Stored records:

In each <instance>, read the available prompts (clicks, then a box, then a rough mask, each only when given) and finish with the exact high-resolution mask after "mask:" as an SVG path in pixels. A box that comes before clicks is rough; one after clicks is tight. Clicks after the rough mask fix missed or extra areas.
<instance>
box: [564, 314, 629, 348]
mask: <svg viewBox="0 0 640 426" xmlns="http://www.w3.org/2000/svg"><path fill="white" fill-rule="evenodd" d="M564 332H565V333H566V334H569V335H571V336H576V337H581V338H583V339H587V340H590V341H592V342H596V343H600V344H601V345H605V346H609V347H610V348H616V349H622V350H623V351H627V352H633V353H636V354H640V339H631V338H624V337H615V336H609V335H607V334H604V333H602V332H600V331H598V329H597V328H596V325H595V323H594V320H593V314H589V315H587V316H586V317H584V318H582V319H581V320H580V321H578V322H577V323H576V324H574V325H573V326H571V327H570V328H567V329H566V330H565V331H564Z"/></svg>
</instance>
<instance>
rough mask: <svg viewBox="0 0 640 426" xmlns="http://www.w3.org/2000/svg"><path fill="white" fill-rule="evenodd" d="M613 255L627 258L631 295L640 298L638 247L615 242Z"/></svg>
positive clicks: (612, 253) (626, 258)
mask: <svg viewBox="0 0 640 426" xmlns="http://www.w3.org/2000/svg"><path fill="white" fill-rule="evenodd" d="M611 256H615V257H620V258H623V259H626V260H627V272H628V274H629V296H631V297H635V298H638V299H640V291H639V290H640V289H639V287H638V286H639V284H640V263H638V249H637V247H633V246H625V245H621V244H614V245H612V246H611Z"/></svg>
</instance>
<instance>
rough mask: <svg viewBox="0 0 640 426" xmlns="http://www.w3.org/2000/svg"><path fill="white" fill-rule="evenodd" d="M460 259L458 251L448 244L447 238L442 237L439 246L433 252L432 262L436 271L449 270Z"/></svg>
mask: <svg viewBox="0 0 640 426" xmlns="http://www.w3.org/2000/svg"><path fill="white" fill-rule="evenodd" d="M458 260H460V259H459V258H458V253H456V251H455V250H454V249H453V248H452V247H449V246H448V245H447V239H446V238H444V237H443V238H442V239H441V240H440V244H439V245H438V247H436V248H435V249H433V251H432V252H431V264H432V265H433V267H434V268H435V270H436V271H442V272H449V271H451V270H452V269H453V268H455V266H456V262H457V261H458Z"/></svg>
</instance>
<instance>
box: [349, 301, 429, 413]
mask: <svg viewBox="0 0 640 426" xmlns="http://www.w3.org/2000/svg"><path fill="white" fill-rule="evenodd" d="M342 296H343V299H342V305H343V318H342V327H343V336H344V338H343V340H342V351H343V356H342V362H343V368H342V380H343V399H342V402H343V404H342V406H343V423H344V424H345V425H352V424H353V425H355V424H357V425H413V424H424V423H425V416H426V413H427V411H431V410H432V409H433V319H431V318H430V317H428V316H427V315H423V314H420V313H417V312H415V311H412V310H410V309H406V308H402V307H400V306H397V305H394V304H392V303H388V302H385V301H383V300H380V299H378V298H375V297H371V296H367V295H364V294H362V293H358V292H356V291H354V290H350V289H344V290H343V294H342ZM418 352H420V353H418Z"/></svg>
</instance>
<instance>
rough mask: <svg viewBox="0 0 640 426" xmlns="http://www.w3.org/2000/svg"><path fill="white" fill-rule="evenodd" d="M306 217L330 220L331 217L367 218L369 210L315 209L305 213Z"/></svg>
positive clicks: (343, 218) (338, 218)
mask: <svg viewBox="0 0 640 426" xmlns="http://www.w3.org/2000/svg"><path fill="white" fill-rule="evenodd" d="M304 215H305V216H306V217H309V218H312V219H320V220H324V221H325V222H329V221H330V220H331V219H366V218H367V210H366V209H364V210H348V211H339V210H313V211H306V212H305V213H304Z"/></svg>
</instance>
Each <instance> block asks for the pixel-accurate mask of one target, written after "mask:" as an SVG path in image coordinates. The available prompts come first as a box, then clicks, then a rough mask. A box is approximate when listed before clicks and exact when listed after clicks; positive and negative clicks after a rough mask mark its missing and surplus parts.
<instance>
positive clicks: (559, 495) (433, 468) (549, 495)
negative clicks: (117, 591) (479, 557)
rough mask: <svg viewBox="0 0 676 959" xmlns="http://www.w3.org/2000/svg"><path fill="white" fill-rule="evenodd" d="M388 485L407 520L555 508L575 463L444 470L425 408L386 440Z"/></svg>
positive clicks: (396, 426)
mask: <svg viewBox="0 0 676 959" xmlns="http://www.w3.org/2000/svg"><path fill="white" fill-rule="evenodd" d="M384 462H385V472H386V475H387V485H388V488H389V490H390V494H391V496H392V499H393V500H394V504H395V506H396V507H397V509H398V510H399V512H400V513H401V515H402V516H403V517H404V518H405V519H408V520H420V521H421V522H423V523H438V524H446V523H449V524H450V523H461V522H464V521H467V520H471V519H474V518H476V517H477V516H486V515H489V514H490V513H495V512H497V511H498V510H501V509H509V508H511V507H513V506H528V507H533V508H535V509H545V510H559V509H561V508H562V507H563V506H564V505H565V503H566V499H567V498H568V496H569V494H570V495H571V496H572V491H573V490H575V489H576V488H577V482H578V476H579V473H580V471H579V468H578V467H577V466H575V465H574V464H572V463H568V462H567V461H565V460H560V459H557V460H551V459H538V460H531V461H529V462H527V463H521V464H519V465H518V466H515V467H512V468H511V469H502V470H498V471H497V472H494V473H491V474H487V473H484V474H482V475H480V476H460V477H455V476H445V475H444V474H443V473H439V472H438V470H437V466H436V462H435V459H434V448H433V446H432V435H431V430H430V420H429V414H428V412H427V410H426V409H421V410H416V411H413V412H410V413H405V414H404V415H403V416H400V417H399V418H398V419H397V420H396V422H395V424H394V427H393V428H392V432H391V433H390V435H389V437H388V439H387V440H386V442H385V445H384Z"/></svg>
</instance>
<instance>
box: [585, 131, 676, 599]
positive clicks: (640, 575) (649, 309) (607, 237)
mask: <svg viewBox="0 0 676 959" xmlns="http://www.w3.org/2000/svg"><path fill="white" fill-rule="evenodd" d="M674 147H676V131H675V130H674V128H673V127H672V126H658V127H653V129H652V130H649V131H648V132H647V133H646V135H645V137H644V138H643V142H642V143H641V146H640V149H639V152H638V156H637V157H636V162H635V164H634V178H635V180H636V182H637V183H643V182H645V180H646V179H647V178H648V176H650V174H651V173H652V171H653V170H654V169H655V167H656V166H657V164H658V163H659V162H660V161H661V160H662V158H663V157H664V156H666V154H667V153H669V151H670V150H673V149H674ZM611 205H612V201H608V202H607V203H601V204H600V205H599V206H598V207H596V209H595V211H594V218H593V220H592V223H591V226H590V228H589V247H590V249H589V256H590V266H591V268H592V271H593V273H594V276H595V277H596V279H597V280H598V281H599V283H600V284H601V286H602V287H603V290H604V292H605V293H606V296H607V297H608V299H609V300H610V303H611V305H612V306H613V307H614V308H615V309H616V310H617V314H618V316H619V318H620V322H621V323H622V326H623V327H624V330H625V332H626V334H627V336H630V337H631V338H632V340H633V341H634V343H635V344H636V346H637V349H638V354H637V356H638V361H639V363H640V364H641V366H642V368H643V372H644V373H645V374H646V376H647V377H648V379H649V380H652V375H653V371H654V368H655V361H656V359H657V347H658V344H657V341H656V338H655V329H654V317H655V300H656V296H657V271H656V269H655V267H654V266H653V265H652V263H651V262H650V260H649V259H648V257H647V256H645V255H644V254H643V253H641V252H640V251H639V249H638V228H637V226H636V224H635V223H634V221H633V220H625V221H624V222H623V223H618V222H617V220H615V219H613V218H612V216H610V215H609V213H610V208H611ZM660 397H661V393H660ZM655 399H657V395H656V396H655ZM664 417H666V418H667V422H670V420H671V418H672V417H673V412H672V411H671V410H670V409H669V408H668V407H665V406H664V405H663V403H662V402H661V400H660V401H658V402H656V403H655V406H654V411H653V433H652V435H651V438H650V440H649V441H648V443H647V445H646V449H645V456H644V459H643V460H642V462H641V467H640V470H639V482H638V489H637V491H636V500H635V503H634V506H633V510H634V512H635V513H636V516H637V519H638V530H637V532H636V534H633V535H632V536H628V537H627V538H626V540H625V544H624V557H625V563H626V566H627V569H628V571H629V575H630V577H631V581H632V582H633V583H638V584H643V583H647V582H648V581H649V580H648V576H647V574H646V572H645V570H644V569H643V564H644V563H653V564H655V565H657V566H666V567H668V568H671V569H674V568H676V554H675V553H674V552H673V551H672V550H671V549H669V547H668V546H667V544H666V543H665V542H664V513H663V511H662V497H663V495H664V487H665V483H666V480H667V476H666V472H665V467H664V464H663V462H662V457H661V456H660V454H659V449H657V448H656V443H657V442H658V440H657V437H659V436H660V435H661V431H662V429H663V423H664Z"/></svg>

Work order: Print exactly the lines above, between the one holding "positive clicks: (396, 426)" and the one holding "box: [585, 131, 676, 599]", inclusive, and nothing besides.

Your response:
positive clicks: (396, 426)
mask: <svg viewBox="0 0 676 959" xmlns="http://www.w3.org/2000/svg"><path fill="white" fill-rule="evenodd" d="M384 462H385V472H386V475H387V485H388V488H389V490H390V494H391V496H392V499H393V500H394V504H395V506H396V507H397V509H398V510H399V512H400V513H401V515H402V516H403V517H404V518H405V519H408V520H420V521H421V522H423V523H438V524H446V523H449V524H450V523H461V522H464V521H467V520H471V519H474V518H476V517H477V516H486V515H489V514H490V513H495V512H497V511H498V510H501V509H509V508H511V507H513V506H528V507H533V508H535V509H545V510H559V509H561V508H562V507H563V506H564V505H565V503H566V499H567V498H568V496H569V494H570V495H571V496H572V491H573V490H575V489H576V488H577V482H578V476H579V473H580V471H579V468H578V467H577V466H575V465H574V464H572V463H568V462H567V461H565V460H560V459H557V460H551V459H538V460H531V461H529V462H527V463H521V464H519V465H518V466H515V467H512V468H511V469H502V470H498V471H497V472H494V473H491V474H487V473H484V474H482V475H480V476H460V477H455V476H445V475H444V474H443V473H439V472H438V470H437V466H436V462H435V459H434V448H433V446H432V435H431V430H430V420H429V414H428V412H427V410H426V409H421V410H416V411H413V412H410V413H405V414H404V415H403V416H400V417H399V418H398V419H397V420H396V422H395V424H394V427H393V428H392V432H391V433H390V435H389V437H388V439H387V440H386V442H385V445H384Z"/></svg>
</instance>
<instance>
box: [585, 131, 676, 599]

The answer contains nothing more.